◆ **Vorliegender Text**
-- -- --
Das Verständnis der Beziehung zwischen Arzt und Patient befindet sich im Wandel. Die Patientenorientiertheit gewinnt an Relevanz, wobei insbesondere die Arzt-Patienten-Kommunikation in den Fokus rückt. Es ist belegt, dass eine effektive Kommunikation einen positiven Einfluss auf den emotionalen und den physiologischen Zustand des Patienten hat. Folglich wurde in den letzten Jahren auch hierzulande der Bereich Kommunikation in der universitären Ausbildung von Ärzten zunehmend thematisiert - seit der Änderung der Approbationsordnung 2012 ist die Gesprächsführung offiziell Gegenstand der ärztlichen Ausbildung. Das Studium ist jedoch nach wie vor stark vom technisch-naturwissenschaftlichen Paradigma der Medizin geprägt.
Die Fähigkeit, sich selbst hinsichtlich seiner kommunikativen Fähigkeiten einzuschätzen, stellt ein wichtiges Merkmal angehender Ärzte dar. Bestehende Studien zeigen auf, dass bei Medizinstudenten Diskrepanzen zwischen der Selbst- und der Fremdeinschätzung in unterschiedlichen Kompetenzfeldern bestehen. Um aus Fehlern lernen zu können, benötigt es zum einen die Fähigkeit zur Eigenreflexion. Ergänzend wird ein regelmäßiger Abgleich der Selbsteinschätzung mit einer Fremdeinschätzung im Sinne einer „Realitätskonfrontation“ benötigt. Durch das Feedback können individuelle Differenzen hinsichtlich der kommunikativen Fähigkeiten aufgezeigt, um dadurch dem Studenten den Anreiz zu geben, eine fortwährende Weiterbildung der eigenen kommunikativen Fähigkeiten bereits im Studium zu etablieren.
-- -- --
(Bildbasierte Zeigedaten)
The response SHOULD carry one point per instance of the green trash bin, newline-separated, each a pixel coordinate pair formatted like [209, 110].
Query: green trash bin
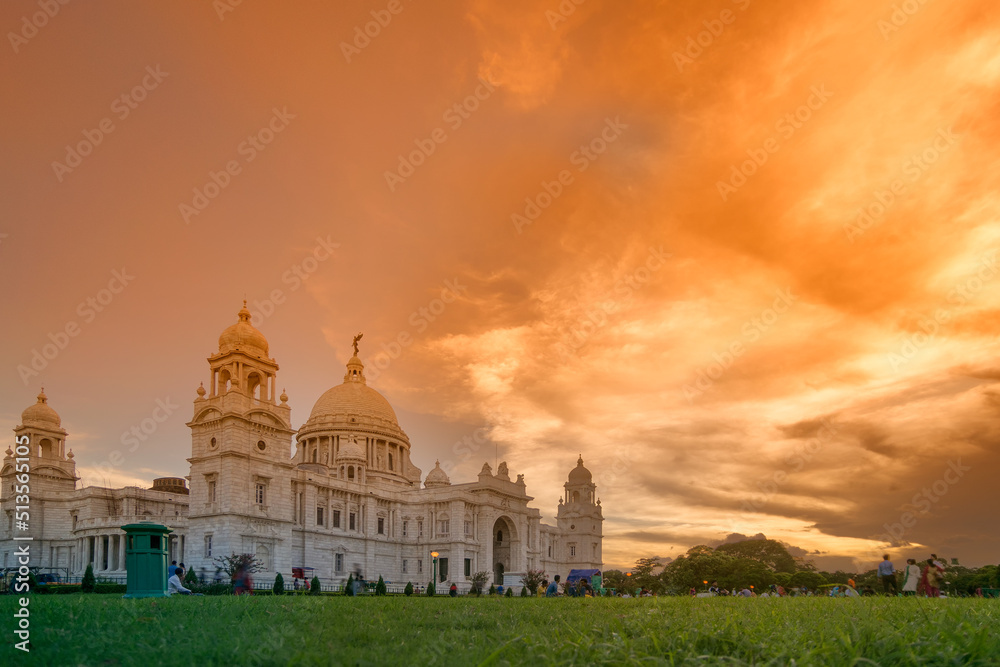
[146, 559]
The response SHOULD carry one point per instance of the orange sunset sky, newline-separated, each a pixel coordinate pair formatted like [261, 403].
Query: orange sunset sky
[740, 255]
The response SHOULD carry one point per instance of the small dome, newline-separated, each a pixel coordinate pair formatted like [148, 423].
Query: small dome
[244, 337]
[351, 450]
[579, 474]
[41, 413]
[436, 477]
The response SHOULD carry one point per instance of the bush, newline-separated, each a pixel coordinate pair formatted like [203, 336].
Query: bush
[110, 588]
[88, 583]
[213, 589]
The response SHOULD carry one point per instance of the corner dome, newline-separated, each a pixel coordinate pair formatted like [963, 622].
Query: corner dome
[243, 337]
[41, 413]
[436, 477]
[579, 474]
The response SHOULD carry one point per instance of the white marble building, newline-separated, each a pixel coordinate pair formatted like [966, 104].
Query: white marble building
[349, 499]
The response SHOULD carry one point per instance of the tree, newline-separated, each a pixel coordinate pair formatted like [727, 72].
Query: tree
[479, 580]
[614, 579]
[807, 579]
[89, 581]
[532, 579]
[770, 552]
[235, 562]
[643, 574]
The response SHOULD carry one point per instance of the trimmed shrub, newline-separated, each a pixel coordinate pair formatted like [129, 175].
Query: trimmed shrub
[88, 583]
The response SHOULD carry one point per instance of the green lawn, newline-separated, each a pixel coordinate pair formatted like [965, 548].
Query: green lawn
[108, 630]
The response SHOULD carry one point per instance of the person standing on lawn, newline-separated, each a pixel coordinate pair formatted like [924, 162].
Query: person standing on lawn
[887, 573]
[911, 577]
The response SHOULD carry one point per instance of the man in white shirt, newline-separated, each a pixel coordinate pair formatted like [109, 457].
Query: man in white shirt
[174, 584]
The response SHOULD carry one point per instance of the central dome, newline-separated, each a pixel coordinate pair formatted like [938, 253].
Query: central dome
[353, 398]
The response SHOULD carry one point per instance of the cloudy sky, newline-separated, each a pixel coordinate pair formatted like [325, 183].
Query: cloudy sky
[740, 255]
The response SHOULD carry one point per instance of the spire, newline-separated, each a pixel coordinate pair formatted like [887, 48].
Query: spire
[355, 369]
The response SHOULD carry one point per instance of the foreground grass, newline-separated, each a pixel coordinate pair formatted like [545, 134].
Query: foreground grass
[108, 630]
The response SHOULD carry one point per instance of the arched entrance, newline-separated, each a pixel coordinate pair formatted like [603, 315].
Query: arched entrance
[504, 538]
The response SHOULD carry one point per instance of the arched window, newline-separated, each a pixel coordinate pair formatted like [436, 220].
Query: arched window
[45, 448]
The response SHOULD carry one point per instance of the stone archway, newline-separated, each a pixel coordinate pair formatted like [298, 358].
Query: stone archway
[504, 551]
-- -- --
◆ **Aufgabenstellung**
Gib aus dem Text über die Arzt-Patienten-Kommunikation den Abschnitt unverändert aus, der mit „Das Verständnis der“ beginnt und mit „der Medizin geprägt.“ endet. Die Datensätze stehen in keinem Zusammenhang mit dem Text.

◆ **Ergebnis**
Das Verständnis der Beziehung zwischen Arzt und Patient befindet sich im Wandel. Die Patientenorientiertheit gewinnt an Relevanz, wobei insbesondere die Arzt-Patienten-Kommunikation in den Fokus rückt. Es ist belegt, dass eine effektive Kommunikation einen positiven Einfluss auf den emotionalen und den physiologischen Zustand des Patienten hat. Folglich wurde in den letzten Jahren auch hierzulande der Bereich Kommunikation in der universitären Ausbildung von Ärzten zunehmend thematisiert - seit der Änderung der Approbationsordnung 2012 ist die Gesprächsführung offiziell Gegenstand der ärztlichen Ausbildung. Das Studium ist jedoch nach wie vor stark vom technisch-naturwissenschaftlichen Paradigma der Medizin geprägt.